EXERCISE REQUIREMENTS: Swap "side mirror" for "wing mirror" in the part of the records that opens with the line containing "of the headlight" and closes at the end of the records, and give that part again with nothing else changed. Leave the pictures out of your answer.
'''
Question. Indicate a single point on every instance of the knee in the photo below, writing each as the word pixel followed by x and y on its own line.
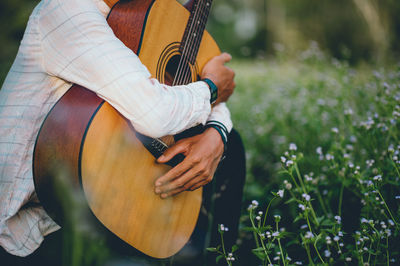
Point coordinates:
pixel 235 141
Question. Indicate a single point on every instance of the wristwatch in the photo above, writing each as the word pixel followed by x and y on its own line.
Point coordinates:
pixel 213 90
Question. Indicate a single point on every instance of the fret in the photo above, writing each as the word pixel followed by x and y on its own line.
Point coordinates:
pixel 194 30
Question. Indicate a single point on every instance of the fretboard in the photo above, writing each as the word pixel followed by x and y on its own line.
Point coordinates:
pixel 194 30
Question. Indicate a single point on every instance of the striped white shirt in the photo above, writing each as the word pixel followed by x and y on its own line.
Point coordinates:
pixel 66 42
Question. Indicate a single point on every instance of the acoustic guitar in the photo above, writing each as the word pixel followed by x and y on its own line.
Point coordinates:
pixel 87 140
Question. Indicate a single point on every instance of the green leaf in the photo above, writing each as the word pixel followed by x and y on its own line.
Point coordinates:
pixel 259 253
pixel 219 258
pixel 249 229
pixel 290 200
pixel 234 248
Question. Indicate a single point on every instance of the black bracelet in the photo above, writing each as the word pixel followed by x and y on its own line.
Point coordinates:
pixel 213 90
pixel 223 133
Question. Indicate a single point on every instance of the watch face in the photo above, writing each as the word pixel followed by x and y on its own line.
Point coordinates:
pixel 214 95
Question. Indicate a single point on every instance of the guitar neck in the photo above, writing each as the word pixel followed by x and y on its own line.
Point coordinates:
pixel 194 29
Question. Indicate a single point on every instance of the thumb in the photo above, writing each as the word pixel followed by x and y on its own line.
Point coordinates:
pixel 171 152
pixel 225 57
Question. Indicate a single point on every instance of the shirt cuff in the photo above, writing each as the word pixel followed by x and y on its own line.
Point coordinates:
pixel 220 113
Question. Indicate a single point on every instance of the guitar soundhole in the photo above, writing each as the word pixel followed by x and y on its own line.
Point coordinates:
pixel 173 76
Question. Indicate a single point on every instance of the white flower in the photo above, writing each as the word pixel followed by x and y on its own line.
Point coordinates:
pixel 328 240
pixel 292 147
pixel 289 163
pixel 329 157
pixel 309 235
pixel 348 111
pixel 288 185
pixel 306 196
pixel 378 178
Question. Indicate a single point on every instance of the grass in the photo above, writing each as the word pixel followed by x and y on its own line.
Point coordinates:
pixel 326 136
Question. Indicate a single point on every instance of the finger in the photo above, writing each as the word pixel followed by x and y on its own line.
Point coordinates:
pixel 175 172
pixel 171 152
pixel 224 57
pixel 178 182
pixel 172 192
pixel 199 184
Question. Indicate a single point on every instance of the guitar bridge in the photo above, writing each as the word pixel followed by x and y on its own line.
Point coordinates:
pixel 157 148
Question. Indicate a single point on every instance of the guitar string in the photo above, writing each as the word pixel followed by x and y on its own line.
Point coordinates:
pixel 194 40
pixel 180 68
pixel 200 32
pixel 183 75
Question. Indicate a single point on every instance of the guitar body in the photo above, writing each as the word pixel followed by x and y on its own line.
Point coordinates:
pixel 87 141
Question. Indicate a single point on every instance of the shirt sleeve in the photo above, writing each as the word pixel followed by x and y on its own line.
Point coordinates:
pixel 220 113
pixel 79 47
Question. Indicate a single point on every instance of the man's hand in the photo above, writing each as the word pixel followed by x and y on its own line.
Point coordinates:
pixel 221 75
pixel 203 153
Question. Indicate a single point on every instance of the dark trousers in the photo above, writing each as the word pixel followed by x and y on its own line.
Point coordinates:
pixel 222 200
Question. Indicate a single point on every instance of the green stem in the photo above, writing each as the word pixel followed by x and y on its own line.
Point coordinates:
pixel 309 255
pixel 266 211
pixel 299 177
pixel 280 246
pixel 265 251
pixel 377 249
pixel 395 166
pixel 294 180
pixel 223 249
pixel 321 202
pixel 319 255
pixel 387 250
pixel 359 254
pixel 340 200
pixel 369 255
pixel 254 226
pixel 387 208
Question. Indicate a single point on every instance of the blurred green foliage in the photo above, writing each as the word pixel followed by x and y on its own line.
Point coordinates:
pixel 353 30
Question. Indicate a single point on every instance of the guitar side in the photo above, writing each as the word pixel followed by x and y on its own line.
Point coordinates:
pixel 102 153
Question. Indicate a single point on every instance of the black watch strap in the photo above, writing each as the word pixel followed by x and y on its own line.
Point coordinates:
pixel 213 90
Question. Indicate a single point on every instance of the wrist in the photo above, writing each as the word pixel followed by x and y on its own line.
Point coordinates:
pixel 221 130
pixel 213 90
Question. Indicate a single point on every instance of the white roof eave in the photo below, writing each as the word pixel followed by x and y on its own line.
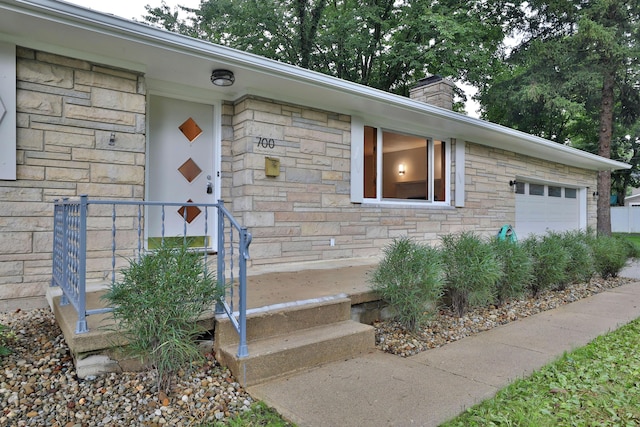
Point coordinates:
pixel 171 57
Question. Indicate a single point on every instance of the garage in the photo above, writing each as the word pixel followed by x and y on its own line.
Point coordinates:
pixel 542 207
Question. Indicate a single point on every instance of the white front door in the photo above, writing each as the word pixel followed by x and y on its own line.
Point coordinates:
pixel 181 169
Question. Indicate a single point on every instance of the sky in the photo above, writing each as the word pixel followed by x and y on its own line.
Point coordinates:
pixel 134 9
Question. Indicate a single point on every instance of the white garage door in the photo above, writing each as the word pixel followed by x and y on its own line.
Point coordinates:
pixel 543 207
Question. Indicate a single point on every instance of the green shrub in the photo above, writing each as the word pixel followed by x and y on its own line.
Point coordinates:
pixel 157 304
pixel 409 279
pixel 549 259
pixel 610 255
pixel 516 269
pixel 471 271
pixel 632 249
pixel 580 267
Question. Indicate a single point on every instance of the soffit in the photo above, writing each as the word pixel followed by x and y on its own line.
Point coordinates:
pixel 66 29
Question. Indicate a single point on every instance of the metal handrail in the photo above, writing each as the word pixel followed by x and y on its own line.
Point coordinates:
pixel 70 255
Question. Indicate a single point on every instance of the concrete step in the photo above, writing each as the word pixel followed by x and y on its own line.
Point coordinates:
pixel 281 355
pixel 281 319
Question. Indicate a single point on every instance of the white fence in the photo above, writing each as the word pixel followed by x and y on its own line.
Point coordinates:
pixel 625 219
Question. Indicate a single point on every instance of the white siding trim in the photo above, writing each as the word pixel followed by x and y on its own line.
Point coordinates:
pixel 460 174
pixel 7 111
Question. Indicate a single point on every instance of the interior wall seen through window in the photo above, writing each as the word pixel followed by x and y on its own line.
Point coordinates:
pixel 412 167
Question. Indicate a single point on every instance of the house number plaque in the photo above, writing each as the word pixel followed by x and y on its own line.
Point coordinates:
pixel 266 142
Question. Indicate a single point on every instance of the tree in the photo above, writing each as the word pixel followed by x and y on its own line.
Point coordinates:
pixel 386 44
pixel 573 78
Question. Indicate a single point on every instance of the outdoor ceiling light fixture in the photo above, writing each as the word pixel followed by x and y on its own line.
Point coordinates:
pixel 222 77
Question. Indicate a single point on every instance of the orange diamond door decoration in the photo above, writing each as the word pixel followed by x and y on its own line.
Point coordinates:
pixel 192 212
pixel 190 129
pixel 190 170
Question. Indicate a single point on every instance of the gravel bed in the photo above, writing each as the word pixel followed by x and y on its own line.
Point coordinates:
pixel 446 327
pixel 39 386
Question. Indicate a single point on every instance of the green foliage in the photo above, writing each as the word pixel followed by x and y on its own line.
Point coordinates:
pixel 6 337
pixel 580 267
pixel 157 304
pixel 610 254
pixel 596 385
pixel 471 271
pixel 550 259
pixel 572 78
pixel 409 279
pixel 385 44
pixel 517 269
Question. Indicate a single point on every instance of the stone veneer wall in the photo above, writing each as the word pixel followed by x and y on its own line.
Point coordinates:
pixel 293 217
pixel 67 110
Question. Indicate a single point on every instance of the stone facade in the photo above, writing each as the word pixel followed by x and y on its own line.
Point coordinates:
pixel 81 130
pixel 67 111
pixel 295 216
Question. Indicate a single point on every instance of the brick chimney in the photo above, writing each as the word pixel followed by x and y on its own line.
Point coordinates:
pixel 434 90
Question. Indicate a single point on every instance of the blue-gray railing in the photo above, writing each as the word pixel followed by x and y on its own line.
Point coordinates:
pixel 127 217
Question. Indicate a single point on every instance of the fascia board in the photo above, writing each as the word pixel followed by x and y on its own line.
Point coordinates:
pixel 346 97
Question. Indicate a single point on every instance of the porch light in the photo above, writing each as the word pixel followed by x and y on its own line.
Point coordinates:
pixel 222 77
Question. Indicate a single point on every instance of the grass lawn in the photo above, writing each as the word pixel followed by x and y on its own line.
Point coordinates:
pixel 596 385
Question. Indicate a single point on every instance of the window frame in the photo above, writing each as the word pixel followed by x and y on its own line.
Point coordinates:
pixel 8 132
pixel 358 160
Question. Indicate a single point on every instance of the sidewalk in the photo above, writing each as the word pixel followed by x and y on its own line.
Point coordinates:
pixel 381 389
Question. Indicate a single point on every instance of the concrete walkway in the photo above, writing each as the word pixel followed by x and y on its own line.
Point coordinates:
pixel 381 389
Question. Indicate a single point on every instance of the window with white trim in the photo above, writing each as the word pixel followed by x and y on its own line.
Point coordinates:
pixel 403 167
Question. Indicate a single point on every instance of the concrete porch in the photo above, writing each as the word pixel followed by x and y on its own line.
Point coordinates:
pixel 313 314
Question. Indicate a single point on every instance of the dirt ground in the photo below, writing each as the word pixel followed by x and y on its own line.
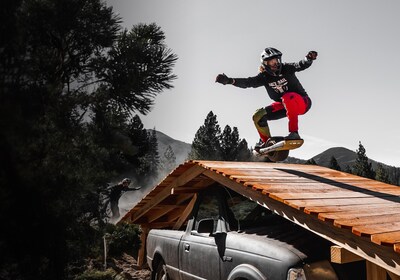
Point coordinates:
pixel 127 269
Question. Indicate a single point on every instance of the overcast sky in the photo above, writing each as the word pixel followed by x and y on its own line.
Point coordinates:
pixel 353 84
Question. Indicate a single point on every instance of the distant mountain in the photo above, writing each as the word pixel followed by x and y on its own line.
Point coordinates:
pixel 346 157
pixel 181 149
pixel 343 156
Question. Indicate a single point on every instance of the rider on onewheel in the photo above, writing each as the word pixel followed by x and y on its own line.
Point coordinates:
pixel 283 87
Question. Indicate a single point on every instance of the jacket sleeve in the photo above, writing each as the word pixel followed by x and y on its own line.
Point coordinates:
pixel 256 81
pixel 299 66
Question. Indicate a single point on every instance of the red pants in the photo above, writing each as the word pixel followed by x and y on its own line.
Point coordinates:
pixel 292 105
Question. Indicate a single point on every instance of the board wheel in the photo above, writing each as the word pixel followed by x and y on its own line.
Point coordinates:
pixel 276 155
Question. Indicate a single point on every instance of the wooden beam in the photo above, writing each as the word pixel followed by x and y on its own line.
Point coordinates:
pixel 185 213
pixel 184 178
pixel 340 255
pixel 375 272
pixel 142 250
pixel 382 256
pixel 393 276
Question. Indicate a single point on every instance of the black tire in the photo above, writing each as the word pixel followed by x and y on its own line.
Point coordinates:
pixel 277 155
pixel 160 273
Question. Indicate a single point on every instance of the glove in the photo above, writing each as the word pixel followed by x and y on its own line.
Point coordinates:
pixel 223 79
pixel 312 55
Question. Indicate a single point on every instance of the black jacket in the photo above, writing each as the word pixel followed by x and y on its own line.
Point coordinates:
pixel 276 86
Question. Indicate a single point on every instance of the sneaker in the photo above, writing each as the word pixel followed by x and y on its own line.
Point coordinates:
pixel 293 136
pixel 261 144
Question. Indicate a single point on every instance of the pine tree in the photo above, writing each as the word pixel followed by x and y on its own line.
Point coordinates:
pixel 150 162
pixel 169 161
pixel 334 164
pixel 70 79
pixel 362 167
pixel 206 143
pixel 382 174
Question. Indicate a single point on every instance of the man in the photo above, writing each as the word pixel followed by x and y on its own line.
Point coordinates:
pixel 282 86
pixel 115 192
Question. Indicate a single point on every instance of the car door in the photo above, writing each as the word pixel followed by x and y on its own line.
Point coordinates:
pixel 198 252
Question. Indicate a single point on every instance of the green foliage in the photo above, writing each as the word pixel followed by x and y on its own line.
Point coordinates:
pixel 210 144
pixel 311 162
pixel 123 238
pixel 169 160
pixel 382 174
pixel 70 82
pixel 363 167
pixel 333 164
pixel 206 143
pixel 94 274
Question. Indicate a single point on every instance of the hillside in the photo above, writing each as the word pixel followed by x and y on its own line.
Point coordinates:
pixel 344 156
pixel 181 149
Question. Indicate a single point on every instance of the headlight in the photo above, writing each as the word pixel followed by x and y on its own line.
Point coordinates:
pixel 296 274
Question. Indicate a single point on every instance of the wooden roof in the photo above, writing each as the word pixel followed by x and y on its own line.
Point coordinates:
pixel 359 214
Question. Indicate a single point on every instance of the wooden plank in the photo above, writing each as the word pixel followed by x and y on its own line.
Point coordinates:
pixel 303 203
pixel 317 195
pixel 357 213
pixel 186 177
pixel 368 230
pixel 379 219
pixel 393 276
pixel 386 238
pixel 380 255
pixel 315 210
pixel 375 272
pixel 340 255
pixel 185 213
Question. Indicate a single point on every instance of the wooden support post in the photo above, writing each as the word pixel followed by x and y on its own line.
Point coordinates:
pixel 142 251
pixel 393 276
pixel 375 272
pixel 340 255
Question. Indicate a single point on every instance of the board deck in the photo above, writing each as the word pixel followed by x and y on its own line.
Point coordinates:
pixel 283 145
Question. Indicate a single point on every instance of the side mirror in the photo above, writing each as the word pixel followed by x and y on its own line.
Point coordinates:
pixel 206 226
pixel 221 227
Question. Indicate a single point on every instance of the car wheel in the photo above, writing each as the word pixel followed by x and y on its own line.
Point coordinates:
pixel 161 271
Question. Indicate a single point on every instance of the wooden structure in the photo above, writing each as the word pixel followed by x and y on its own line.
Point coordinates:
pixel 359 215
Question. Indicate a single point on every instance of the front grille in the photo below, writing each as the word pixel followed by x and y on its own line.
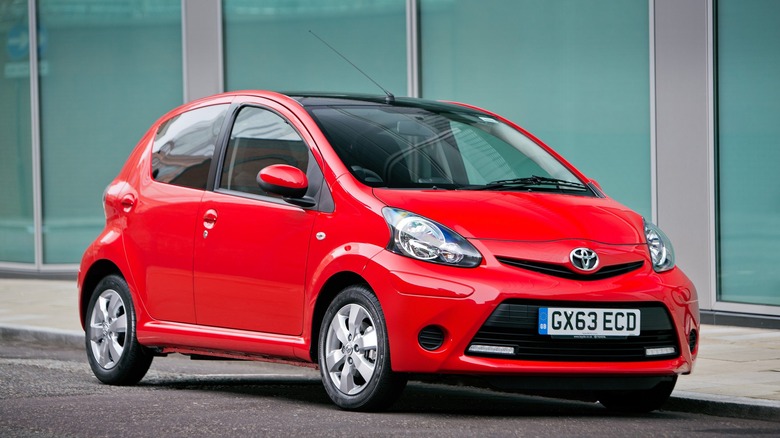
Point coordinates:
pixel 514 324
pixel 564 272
'''
THE SOLUTION:
Question. Indicate a single point on every instance of the headlight in the photo above, writing each as the word pixel followed by x and y on its own line.
Point coordinates:
pixel 296 274
Question. Indicate a single point on every instance of the wooden roof in the photo above, writing each as the word pixel followed by x and y on its own line.
Point coordinates:
pixel 359 214
Question. Indicate a single point on every instance of the wooden plank in the photo above, writing each as the word pixel followed by x and y on its own line.
Point coordinates:
pixel 303 203
pixel 317 195
pixel 357 213
pixel 186 177
pixel 368 230
pixel 379 219
pixel 393 276
pixel 386 238
pixel 380 255
pixel 315 210
pixel 375 272
pixel 340 255
pixel 185 213
Question. Indicate a single point on every instance of the wooden support post in the photo above, writing each as the word pixel followed by x and y on its own line.
Point coordinates:
pixel 142 251
pixel 393 276
pixel 375 272
pixel 340 255
Question. Indicate a single point on every instance of the board deck in the photo above, writing each as the word pixel followed by x and y on its own line.
Point coordinates:
pixel 283 145
Question. Indicate a single point on every instance of the wing mirror in the photo above, writing each as the word pixel followed by x and y on its own line.
Point coordinates:
pixel 206 226
pixel 221 227
Question. Indicate a single point on every instance of the car wheel in the photo above, writing each as the word pixel followed by x and y on its own line.
Point coordinates:
pixel 161 271
Question. Indicate a single point on every instance of the wooden structure in the photo above, writing each as the word pixel followed by x and y on its own line.
Point coordinates:
pixel 359 215
Question. Indicate a single point on every instance of the front grille in the photo below, writing each as the word pixel followed by x and y on its own line.
Point coordinates:
pixel 514 324
pixel 564 272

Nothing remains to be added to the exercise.